== TUS TAREAS ==
**a.** Según el texto sobre María, ¿a quiénes anunció el ángel la gran alegría para todo el pueblo?
**b.** Enumera todas las referencias que el texto sobre María cita entre paréntesis.

== TEXTO ==
★ ★ ★
Alégrate, llena de gracia, el Señor está contigo.

¡Mujer llena de gracia, sobreabundante de gracia, cuya plenitud desborda a la creación entera y la hace reverdecer! (San Anselmo). ¡Salve, vientre de bodas divinas! (Himno Akathistos).

Con las palabras del ángel a María, comienza el cumplimiento de las antiguas promesas; antiguas como la misma creación: Pongo hostilidad entre ti y la mujer, entre tu linaje y el suyo; Él te pisará la cabeza mientras acechas tú su calcañar (Gen 3, 15). Pero no solo da comienzo el cumplimiento de las promesas; la cosa va mucho más allá de lo humanamente imaginable, ya que Dios irrumpe en la historia haciéndose como uno de nosotros en el seno de María. Ante un misterio tan sobrecogedor, todo otro misterio palidece.

María fue la primera en experimentar la gran alegría para todo el pueblo anunciada por el ángel a los pastores nueve meses más tarde (Lc 2, 10). Ella nos hace a todos partícipes de esa alegría con su total disponibilidad: He aquí la esclava del Señor; hágase en mí según tu palabra. Ella, desde su experiencia personal de salvación y consciente de la gratuidad más absoluta, comprende que la misericordia de Dios hacia ella se extenderá a todos los hijos e hijas de Dios de generación en generación. Comprende que si ella es la llena de gracia, inmaculada desde su concepción, todo ser humano será llevado hasta esa plenitud de gracia.

Contemplando a María se hace un poco menos difícil comprender que, más allá de nuestras miserias personales y de los horrores de la humanidad, la entrañable misericordia de nuestro Dios nos va conduciendo a una vida de plenitud, cuando Dios será todo para todos (1 Cor 15, 28).

También María fue salvada por Cristo, pero de una forma extraordinaria, porque Dios quiso que desde el instante de la concepción, la madre de su Hijo no fuera tocada por la miseria del pecado (Papa Francisco).
★ ★ ★
(Datos registrados)
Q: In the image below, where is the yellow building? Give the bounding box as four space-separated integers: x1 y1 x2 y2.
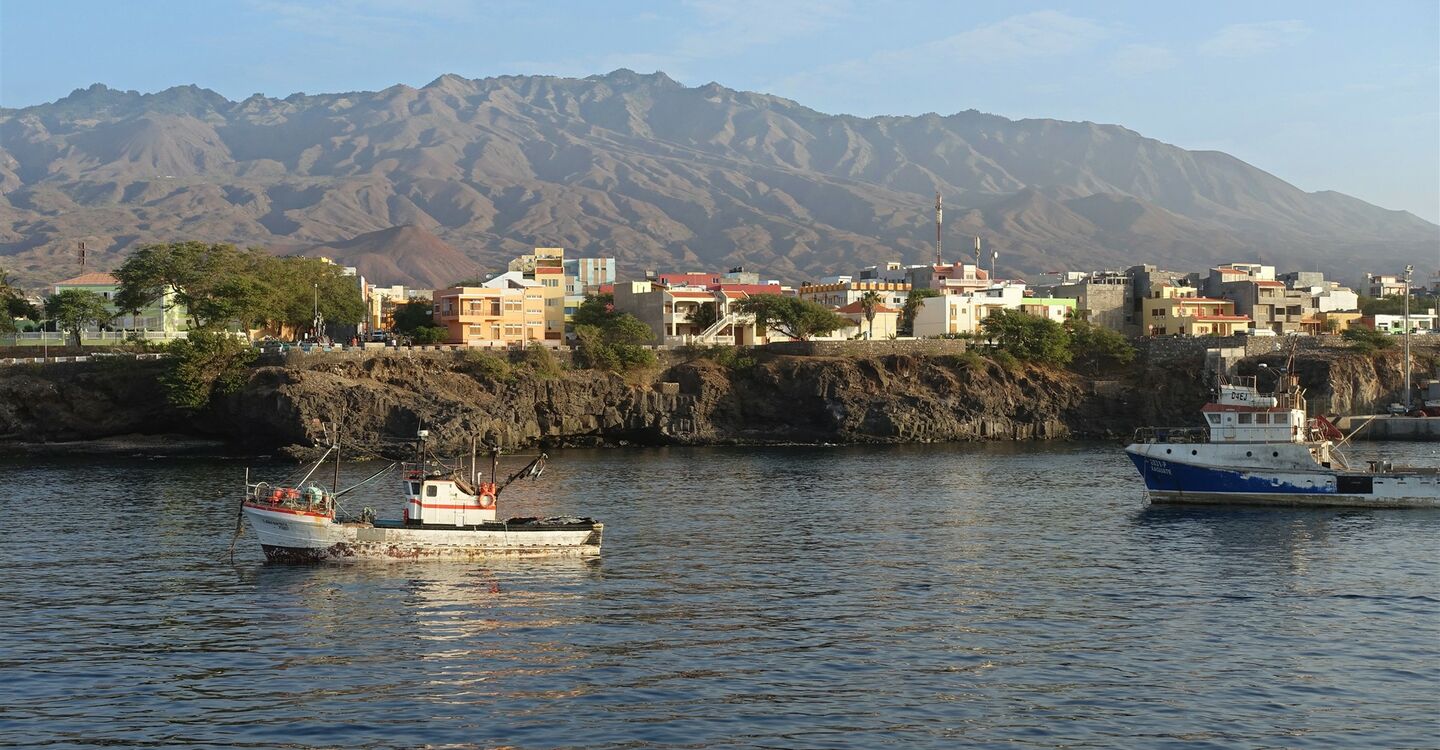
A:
435 285 546 347
1142 286 1250 335
510 248 570 340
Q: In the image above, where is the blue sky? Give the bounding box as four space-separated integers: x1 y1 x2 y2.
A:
0 0 1440 222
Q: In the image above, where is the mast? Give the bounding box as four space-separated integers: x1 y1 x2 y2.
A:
1405 265 1416 415
935 190 945 265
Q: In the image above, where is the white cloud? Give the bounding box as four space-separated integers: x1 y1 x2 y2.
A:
1200 20 1310 58
1110 45 1178 75
769 10 1113 105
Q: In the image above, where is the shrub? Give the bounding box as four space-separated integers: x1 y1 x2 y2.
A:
991 350 1024 374
524 341 564 380
461 348 514 381
161 330 258 410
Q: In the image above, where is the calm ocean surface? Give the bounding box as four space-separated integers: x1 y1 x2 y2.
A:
0 443 1440 749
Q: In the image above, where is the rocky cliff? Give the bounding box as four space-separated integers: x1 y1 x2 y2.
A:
0 351 1416 455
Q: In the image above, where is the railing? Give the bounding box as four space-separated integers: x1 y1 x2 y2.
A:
1135 428 1210 443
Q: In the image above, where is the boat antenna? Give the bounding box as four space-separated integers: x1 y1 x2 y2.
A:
330 422 340 495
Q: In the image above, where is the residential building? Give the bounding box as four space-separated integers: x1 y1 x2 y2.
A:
906 261 994 294
510 248 570 341
1142 286 1250 335
366 284 435 331
1365 274 1405 299
55 272 190 334
1041 271 1139 334
914 284 1076 338
1356 312 1437 334
835 299 900 341
435 278 547 347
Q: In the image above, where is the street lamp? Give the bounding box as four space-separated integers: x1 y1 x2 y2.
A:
1405 265 1416 415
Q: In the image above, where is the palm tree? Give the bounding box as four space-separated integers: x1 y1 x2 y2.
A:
860 289 881 340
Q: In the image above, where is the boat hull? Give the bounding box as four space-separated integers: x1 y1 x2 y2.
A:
1125 443 1440 508
245 502 605 563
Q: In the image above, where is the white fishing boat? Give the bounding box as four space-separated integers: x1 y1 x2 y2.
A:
★ ★ ★
== RESPUESTAS POR TAREA ==
**a.** A los pastores, nueve meses más tarde.

**b.** San Anselmo; Himno Akathistos; Gen 3, 15; Lc 2, 10; 1 Cor 15, 28; Papa Francisco.